*Information*.

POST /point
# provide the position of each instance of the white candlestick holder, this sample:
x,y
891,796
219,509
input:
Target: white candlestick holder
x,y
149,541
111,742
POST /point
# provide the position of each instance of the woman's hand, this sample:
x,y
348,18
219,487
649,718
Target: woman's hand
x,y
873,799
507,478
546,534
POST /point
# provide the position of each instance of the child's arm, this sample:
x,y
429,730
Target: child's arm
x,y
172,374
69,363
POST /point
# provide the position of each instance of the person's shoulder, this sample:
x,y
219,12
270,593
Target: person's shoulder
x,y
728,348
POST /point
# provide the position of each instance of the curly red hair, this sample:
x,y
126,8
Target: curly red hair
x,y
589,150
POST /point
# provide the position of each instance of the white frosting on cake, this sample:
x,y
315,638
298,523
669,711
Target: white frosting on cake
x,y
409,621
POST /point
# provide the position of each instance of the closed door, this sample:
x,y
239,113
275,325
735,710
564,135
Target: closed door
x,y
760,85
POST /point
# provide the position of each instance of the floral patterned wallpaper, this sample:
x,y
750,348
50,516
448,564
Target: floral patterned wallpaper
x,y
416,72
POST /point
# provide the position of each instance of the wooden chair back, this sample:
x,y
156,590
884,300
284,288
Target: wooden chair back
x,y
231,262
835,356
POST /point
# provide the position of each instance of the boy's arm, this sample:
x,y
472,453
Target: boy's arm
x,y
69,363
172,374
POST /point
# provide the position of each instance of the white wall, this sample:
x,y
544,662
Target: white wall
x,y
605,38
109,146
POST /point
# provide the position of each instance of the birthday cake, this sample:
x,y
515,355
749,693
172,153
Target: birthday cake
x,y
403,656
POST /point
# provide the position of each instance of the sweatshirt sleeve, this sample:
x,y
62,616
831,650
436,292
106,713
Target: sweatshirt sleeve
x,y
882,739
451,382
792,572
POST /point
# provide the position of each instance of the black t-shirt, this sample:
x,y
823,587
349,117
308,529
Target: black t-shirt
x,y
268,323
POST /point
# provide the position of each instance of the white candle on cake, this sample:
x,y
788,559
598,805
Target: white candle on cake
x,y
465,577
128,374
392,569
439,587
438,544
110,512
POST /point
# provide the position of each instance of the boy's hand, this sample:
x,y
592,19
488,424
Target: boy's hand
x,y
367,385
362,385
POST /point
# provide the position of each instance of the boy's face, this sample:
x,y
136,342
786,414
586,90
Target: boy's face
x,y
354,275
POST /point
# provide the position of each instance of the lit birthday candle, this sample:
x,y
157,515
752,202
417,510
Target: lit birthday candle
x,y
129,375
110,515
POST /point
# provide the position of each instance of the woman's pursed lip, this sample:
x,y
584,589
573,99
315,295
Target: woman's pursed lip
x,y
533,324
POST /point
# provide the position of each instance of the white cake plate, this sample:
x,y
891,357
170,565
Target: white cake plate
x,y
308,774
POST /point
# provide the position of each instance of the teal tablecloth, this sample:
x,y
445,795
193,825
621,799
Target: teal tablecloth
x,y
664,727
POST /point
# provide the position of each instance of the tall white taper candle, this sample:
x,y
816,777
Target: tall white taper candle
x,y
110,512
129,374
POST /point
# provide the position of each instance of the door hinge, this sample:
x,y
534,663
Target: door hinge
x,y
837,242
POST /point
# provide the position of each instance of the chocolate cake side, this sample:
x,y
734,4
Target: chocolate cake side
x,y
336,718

*What you need to do*. Output the entire data exactly, line for line.

*Exercise answer*.
POST /point
# provide the position of each instance of the white candlestick holder, this sample:
x,y
891,796
219,509
input:
Target: white candlestick holder
x,y
149,541
111,742
POST /point
# provide the position of each instance of the woman's hand, this sample:
x,y
348,18
219,487
649,718
Target: woman's hand
x,y
873,799
507,478
546,534
POST /point
# provide the position of each instance of the child's arm, this sample:
x,y
429,730
Target: child's arm
x,y
172,374
69,363
POST /point
# provide the position of each instance of the person's shoulder, this sample:
x,y
219,12
270,593
Target: person's shoulder
x,y
728,348
POST /point
# provide the position of each instance of the curly red hair, this sample:
x,y
126,8
Target: curly red hair
x,y
589,150
POST /point
# provide the position of each instance of the white frosting on cake, this sample:
x,y
315,638
298,523
669,711
Target: white frosting on cake
x,y
409,621
POST /point
# provide the position of each instance of the closed door, this sample:
x,y
239,113
275,325
735,710
564,135
Target: closed door
x,y
760,85
POST /point
# provide the position of each instance of the floral patterned wallpaper, this sample:
x,y
750,348
50,516
448,564
Target: floral patterned wallpaper
x,y
416,72
POST /point
# provide the position of each instance of the wooden chair back, this sample:
x,y
156,590
884,300
284,288
Target: wooden chair back
x,y
231,262
835,356
POST /point
# provide the position of each instance of the boy's arm, this sample:
x,y
472,453
Target: boy's arm
x,y
69,363
172,374
POST /point
# provide the position of each instance of the white wall, this sample:
x,y
544,662
Target: white wall
x,y
605,38
109,146
POST /point
# provide the position of each instance of the birthday cake, this sample:
x,y
515,355
749,693
172,153
Target: birthday cake
x,y
403,656
POST /point
# provide the position of each instance of the sweatshirt sleeve, this sample:
x,y
62,616
831,650
436,292
106,713
Target: sweatshirt sleeve
x,y
882,739
451,382
792,572
POST /point
# provide the position of each instance of the black t-shirt, this sample:
x,y
823,587
349,117
308,529
Target: black t-shirt
x,y
268,323
POST /point
# provide the position of each instance of the white candle on cake, this sample:
x,y
788,559
598,805
Target: white candle on cake
x,y
465,577
128,374
392,569
439,587
438,544
110,512
POST /point
# provide the position of each instance of the boy's hand, this sample:
x,y
592,19
488,424
Target: boy's hand
x,y
367,385
362,385
POST /point
# provide the position of each instance of the boy's face, this sample:
x,y
136,342
786,414
586,90
Target: boy's face
x,y
354,275
POST /point
# provide the position of each instance of the lit birthday candle, this sample:
x,y
157,515
752,202
417,510
Target: lit birthday candle
x,y
129,375
110,515
POST /point
# provide the position of each instance of the woman's pursed lip, this sample:
x,y
584,589
573,99
315,295
Target: woman's pursed lip
x,y
533,324
POST /point
# provide the position of each instance of the white cake plate, this sample:
x,y
891,357
170,565
Target: white cake plate
x,y
308,774
POST /point
# provide the position of each instance of the teal tablecloth, this sample:
x,y
445,795
193,825
621,799
Target: teal tablecloth
x,y
664,727
POST /point
# provide the position of each instance of the tall white taper candle, this sample:
x,y
816,777
Target: tall white taper candle
x,y
110,512
129,374
POST /point
# provide the position of each instance of the door hinge, this sample:
x,y
534,663
Target: door hinge
x,y
837,242
POST /point
# provide the position of each instance of the chocolate cake side, this sample:
x,y
734,4
Target: chocolate cake side
x,y
336,718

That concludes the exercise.